DIRECTIONS FOR THIS TASK →
Rewrite the data below, changing "tower window" to "window" and keeping everything else the same.

━━━ MATERIAL FOR THE TASK ━━━

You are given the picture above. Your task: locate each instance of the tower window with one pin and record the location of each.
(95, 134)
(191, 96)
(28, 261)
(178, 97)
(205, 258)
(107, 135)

━━━

RESULT →
You are given the picture above. Your task: locate each instance of the window with one pin and record the location of each.
(95, 134)
(191, 96)
(28, 261)
(178, 97)
(205, 258)
(107, 135)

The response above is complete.